Stated exercise
Please gather every line from the items below that contains the word "dark", matching case exactly.

(A block of data)
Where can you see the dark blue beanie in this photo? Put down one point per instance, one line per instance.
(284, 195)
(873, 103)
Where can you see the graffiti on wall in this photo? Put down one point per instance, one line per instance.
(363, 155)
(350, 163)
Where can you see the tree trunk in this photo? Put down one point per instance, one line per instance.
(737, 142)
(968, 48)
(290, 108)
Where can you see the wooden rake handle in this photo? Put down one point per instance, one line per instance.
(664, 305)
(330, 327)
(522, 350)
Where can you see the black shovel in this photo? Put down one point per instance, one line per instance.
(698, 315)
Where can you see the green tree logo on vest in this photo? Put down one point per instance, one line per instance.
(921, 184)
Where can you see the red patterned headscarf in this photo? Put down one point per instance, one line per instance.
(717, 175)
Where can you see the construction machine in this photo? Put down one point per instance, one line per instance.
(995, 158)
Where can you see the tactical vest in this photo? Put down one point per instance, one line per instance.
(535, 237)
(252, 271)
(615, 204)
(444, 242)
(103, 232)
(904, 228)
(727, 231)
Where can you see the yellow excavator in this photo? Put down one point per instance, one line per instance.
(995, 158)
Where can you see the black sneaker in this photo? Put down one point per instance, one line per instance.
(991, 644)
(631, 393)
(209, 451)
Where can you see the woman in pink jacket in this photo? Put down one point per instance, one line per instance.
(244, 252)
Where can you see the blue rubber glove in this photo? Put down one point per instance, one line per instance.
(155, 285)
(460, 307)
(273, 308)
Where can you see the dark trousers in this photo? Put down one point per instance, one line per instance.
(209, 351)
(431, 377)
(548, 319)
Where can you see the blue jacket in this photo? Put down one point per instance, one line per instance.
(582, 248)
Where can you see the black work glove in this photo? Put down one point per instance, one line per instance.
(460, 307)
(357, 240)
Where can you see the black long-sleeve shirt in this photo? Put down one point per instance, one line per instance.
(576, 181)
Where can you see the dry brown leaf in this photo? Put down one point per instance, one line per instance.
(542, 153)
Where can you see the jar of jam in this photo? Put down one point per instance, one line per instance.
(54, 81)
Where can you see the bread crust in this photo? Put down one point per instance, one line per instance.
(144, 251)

==

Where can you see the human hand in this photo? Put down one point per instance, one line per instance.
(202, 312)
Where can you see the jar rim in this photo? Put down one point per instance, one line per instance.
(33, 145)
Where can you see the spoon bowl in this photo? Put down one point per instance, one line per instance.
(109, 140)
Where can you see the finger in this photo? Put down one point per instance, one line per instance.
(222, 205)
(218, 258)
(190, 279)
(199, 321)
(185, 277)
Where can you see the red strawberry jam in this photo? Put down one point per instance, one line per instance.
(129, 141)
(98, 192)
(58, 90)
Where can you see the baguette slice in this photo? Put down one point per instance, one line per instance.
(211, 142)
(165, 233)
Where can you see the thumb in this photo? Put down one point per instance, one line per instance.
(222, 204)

==

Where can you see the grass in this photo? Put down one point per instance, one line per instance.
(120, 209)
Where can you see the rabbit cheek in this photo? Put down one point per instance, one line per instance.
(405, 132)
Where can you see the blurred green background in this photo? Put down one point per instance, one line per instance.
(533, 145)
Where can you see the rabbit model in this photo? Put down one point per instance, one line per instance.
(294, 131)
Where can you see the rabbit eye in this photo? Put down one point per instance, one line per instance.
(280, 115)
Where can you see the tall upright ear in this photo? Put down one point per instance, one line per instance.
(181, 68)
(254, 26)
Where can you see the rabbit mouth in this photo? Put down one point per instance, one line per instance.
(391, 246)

Response below
Where can you see the dark blue beanie in this photo? Put down one point per instance, one line per instance.
Where can you see the dark trousers in this photo? Put down one point per instance, one line per instance.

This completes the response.